▶ Aim
Without the images, write out the whole listing exactly.

▶ Rows
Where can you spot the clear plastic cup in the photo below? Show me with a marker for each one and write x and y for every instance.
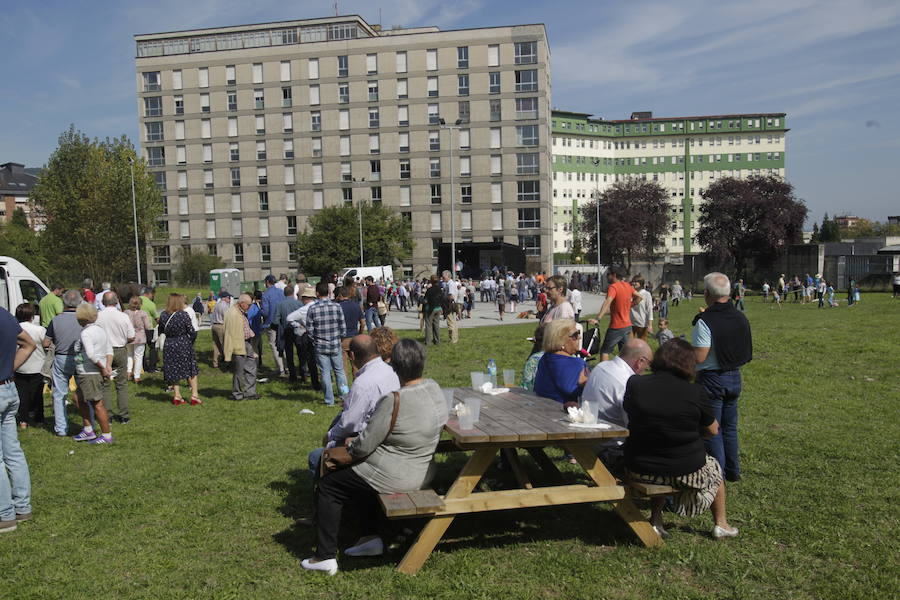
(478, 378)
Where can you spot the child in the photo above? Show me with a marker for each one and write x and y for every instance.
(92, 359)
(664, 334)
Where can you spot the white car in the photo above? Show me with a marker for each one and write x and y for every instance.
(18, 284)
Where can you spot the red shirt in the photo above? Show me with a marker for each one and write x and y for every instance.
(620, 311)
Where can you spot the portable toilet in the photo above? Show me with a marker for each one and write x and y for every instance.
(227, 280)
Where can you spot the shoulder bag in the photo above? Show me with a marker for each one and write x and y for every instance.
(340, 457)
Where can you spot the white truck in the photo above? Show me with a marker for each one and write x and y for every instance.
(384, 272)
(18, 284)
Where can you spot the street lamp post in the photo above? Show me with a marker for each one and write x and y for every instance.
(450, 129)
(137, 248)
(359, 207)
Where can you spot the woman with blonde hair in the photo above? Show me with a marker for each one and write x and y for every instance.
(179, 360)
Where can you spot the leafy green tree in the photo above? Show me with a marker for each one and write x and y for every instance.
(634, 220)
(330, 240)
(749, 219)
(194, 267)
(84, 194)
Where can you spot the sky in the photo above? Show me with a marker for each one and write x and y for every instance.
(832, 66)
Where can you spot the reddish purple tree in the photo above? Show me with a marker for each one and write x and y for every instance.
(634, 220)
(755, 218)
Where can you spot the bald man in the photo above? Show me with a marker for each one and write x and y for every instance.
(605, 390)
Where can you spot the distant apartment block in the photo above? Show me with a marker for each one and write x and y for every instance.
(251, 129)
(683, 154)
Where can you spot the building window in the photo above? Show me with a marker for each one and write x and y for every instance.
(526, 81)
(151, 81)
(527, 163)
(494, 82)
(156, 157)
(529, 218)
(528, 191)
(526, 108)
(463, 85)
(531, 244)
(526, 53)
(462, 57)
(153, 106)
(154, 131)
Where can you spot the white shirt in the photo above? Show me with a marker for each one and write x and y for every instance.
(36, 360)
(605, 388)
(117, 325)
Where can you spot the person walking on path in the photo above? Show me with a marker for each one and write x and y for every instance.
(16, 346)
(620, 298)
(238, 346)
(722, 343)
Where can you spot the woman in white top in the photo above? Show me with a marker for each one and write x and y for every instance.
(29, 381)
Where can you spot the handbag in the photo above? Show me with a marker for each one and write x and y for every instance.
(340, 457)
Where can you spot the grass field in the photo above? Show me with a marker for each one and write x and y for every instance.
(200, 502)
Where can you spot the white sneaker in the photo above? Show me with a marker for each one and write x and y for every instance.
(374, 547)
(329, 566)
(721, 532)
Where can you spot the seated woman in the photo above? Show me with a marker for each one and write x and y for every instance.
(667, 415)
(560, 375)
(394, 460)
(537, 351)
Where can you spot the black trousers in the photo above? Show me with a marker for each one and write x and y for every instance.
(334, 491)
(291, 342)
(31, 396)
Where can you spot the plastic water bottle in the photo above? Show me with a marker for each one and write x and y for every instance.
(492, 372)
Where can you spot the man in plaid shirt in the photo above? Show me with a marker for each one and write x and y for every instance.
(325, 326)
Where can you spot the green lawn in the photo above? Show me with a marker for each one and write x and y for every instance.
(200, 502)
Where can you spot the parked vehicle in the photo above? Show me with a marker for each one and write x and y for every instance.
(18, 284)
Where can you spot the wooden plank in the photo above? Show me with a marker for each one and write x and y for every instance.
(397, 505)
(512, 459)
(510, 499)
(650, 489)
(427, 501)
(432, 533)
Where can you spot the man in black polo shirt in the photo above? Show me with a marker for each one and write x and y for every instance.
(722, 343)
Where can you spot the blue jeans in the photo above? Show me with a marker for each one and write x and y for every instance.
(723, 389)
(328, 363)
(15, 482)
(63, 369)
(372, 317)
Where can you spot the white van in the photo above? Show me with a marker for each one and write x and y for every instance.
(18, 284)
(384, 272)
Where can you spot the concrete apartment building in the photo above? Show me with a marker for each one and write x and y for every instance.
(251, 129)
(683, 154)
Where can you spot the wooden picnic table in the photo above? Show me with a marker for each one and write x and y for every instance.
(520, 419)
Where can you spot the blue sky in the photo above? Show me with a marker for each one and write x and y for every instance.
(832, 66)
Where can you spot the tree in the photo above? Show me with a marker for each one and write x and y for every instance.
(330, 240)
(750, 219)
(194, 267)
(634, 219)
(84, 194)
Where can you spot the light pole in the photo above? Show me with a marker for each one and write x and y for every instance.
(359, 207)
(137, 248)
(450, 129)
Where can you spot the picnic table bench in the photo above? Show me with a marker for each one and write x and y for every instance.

▶ Response
Where can you spot the clear plastic cup in the photo below? Show me with a marker for each one and write x and y for every instance.
(478, 378)
Where can you spot the child in the photo above? Show me with a marker for each one and write x and y for every instance.
(92, 359)
(664, 334)
Where can you spot the white car in the photo above? Show me with a marker for each one and write x and y for every instance.
(18, 284)
Where can you spot the red shirt in the photo above? Show me with a marker for each one and write x and y for every instance.
(620, 311)
Where can you spot the portable toilet in the photo above? Show me with a marker for each one and write x and y for every instance.
(227, 280)
Where can you spot the shoulder bag in the photo above? Show me with a marker for each one and write x and y for every instance.
(340, 457)
Where can you spot the white truck in the photo above? Show me with a marker for each one and write x and y for every instance.
(384, 272)
(18, 284)
Where can you spot the street lamp post in the photo above? Show me with a marker for each one and write x and y for every instance.
(450, 129)
(137, 248)
(359, 207)
Where can you spot the woman with blonde hair in the photo above? Show me with a marker for each one and write x and y for every instance.
(179, 360)
Where can you spot the leafy green tree in the photo above? Show me with a marker for each one and write x and y for every instance.
(634, 220)
(330, 240)
(749, 219)
(194, 267)
(84, 194)
Where can you spot the sky in the photo above? Show me with a marker for each one and write x and y for every instance.
(832, 66)
Where can you spot the reddish purple tree in the photo above? Show me with a marker for each one and write x and y for every instance.
(634, 220)
(755, 218)
Where can you spot the bald man in the photo above? Show me with a marker for each one and write x and y for every instance.
(605, 390)
Where can you spot the distant apartment block in the photo above? Show me with a marker for each one and write x and y for every instance.
(251, 129)
(683, 154)
Where can you spot the building window in the photo above? Show me with a marker for each one and write x and y for every instance.
(526, 81)
(151, 81)
(527, 163)
(494, 82)
(156, 157)
(529, 218)
(528, 191)
(526, 108)
(463, 85)
(531, 244)
(526, 53)
(462, 57)
(153, 106)
(154, 131)
Where can you spot the white shirt in the photo above? Show me with a marker for each one and write x and y for every instance.
(36, 360)
(605, 388)
(117, 325)
Where can you spot the person walking on path in the photo above? Show me with a marker for each one and write x and y for every instance.
(16, 346)
(620, 298)
(238, 346)
(722, 343)
Where can you spot the woman in white top in the photo above? Show me with a marker for each one and write x and y for every instance.
(29, 381)
Where can you spot the handbag in the photo above? Show me with a marker for each one and write x and y for every instance.
(340, 457)
Where can you spot the grass field in the photo above? Show me with a marker for each one and write x and y for every instance.
(200, 502)
Where can you spot the white sneaker in the photo above? Show me with a marker for each one and write x and y for every instance.
(374, 547)
(329, 566)
(721, 532)
Where can you spot the seated woman in the photo above? Show me with a marker for each one and write x and y for every instance.
(667, 415)
(560, 375)
(394, 460)
(537, 351)
Where can you spot the black trousers in the photo above? Show me with a marker for each one and write x and y for every instance.
(334, 491)
(291, 342)
(31, 396)
Where can you spot the plastic water bottle in the photo above? Show me with a marker for each one and write x and y for every instance.
(492, 372)
Where can you spot the man in plaid shirt in the photo above? Show me with a marker for each one and write x and y for every instance.
(325, 326)
Where can you spot the green lawn in the photo above? Show me with a marker for each one and write x and y for every instance.
(200, 502)
Where can you spot the parked vehicle in the photo above? Show me with a marker for each one and write x and y for every instance.
(18, 284)
Where can you spot the wooden plank in the photo above? Show me with a marker for each one and write x and y for every instance.
(397, 505)
(512, 459)
(510, 499)
(650, 489)
(427, 501)
(432, 533)
Where can you spot the man in black polo shirt in the photo above? Show me with a marker for each one and write x and y for every instance.
(722, 343)
Where can you spot the blue jeans in the photo above? Show me with a marker for each one and write x and y for every instance.
(723, 389)
(328, 363)
(15, 482)
(63, 369)
(372, 317)
Where can you spot the white van in the photo above? Show me with a marker for each one and write x and y for every instance.
(18, 284)
(384, 272)
Where can you spot the concrete apartment building in the photo above? Show me with a marker for each one and write x and y for every instance.
(251, 129)
(683, 154)
Where can you spot the wooden picnic table in the photo above? Show me with a marker for each one and write x and y for every instance.
(520, 419)
Where can you spot the blue sky in the photo above? Show me with a marker for each one and write x and y for every instance.
(832, 66)
Where can you spot the tree in the photo above? Show me with a marker for each one and write x and y for every instance.
(330, 240)
(750, 219)
(194, 267)
(634, 219)
(84, 194)
Where can you spot the light pole in the photo above? Show me with a marker for each one and write x and y for every instance.
(359, 207)
(137, 248)
(450, 129)
Where can you spot the picnic table bench in the photo above? Show me with a marker for each one and write x and y for every instance.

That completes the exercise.